RECORDS SHOWN =>
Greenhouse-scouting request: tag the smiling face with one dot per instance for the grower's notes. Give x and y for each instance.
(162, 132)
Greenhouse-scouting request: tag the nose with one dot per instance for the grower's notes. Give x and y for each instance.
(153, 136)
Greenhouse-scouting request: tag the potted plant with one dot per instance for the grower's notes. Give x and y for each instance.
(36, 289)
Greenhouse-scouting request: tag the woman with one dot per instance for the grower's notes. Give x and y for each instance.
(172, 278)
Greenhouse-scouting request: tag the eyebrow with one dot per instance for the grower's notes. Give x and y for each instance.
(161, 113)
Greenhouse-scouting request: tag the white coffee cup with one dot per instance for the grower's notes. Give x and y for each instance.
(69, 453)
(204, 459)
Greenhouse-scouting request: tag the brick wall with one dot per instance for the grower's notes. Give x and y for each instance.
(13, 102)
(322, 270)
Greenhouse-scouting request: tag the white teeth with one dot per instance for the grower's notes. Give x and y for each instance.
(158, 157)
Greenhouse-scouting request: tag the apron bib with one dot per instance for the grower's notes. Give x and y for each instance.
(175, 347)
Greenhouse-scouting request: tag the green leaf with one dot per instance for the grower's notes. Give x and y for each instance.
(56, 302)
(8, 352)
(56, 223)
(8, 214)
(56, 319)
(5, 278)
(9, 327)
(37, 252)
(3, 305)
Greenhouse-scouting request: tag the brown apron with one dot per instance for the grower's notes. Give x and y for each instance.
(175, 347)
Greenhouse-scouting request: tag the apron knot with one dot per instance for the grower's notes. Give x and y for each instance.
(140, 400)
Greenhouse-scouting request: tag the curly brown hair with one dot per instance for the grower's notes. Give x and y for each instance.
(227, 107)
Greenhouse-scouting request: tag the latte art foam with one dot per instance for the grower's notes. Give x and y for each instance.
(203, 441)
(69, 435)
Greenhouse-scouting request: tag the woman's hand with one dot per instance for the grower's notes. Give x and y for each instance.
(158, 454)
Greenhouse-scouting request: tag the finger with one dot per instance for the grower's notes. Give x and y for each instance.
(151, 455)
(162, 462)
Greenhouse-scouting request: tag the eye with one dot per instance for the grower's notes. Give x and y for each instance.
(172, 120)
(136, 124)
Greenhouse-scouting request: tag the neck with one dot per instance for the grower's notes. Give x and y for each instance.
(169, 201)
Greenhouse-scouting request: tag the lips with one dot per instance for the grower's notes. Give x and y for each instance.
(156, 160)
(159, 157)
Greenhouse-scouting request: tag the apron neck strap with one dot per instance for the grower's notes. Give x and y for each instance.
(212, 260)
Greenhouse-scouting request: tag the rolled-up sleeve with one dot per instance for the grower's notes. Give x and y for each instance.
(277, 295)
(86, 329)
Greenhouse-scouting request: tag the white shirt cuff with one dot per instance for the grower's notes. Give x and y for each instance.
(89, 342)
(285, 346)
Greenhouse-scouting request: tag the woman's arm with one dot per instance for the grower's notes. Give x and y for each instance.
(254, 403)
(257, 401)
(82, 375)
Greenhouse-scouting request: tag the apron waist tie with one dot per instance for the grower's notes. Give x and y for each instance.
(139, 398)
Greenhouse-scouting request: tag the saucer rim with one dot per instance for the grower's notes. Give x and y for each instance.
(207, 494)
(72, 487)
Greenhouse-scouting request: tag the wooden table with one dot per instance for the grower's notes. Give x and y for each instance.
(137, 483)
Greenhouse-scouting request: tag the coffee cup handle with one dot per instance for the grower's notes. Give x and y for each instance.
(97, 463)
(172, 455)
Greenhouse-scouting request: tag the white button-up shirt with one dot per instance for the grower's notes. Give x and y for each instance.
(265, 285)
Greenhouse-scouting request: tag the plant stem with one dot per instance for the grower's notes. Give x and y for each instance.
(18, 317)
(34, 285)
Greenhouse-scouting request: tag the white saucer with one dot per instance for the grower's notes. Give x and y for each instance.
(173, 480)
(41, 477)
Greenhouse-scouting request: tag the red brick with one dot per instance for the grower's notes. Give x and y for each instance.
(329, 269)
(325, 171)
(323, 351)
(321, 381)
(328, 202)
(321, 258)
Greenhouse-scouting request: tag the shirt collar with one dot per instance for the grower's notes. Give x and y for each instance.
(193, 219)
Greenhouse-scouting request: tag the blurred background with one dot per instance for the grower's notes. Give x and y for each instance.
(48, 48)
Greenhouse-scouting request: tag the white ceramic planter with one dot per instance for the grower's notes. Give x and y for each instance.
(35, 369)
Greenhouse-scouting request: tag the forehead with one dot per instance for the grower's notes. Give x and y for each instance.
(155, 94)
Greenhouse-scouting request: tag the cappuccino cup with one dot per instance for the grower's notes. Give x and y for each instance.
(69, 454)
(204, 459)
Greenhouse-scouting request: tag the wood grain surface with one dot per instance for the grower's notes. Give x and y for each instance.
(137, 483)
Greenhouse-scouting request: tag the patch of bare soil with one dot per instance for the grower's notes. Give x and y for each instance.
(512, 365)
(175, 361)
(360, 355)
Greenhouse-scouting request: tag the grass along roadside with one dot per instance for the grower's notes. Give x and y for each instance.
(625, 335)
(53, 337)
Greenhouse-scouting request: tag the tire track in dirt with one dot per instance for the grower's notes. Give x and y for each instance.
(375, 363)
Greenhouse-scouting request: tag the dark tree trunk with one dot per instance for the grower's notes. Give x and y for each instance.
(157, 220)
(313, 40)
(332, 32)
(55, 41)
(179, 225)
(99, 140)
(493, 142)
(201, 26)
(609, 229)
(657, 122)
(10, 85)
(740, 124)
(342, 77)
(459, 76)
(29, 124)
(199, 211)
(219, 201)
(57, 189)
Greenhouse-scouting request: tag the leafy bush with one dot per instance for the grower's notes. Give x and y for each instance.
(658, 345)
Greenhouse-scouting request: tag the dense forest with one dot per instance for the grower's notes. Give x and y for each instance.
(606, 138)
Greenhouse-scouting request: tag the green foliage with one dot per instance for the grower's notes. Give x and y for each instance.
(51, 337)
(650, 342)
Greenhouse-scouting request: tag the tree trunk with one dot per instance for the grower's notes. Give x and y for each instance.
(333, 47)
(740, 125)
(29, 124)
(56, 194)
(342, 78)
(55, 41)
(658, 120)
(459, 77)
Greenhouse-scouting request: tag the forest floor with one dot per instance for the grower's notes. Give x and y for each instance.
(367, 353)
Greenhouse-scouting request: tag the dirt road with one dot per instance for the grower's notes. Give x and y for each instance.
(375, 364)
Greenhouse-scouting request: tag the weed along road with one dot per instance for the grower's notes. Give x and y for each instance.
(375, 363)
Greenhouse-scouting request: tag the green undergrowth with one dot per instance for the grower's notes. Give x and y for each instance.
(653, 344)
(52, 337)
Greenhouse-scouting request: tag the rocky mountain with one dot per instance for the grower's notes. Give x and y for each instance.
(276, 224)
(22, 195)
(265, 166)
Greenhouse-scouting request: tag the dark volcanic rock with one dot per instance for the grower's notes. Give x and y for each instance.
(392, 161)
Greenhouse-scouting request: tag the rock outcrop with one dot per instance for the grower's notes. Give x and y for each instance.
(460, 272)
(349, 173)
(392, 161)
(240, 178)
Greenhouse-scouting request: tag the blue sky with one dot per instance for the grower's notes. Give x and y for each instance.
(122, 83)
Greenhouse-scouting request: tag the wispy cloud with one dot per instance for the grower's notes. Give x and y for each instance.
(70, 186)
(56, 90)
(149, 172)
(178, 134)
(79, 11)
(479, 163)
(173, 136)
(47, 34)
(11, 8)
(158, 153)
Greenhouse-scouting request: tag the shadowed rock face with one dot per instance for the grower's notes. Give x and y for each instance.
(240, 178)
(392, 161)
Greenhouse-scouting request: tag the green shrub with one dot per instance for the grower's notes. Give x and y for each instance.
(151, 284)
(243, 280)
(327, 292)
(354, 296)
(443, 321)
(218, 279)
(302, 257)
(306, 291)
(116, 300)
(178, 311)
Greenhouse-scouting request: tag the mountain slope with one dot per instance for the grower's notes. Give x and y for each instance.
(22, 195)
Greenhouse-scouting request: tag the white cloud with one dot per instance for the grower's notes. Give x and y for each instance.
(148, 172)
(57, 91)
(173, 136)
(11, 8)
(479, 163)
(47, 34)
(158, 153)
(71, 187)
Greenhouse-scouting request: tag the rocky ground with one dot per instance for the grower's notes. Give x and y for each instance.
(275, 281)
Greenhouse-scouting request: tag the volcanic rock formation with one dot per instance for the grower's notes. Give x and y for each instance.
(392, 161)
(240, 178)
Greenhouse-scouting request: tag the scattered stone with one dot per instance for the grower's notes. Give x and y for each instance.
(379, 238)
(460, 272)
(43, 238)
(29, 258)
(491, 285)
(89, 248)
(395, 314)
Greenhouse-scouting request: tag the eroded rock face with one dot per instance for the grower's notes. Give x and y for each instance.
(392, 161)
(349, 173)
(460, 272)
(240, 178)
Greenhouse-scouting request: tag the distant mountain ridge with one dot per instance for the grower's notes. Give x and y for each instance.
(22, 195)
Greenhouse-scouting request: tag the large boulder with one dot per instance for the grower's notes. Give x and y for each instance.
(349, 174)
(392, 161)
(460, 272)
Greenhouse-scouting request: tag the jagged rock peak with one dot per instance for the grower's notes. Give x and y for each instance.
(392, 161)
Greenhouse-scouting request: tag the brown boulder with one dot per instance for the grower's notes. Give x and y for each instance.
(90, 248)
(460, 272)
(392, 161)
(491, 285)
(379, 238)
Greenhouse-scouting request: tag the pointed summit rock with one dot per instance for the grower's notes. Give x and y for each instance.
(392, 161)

EXERCISE REQUIREMENTS => Each line from the one containing "Greenhouse-scouting request: tag the large" down to the last line of the material above is to be transcribed exactly, with nothing else included.

RESPONSE =>
Greenhouse-scouting request: tag the large boulder with one dot per instance for the grower's notes. Give x and y for each instance.
(349, 174)
(392, 161)
(460, 272)
Greenhouse-scouting request: tag the jagged rock peak with one dot per instance for the grower's notes. Give x and y for each instance.
(392, 161)
Greenhouse-scouting request: tag the brown boulder with one dot per instance for the grower's notes. Give x and y for each instance.
(90, 248)
(460, 272)
(392, 161)
(491, 285)
(379, 238)
Greenhouse-scouting request: tag the pointed summit rock with one dot per instance for the grower's notes. Give x and y for each instance.
(392, 161)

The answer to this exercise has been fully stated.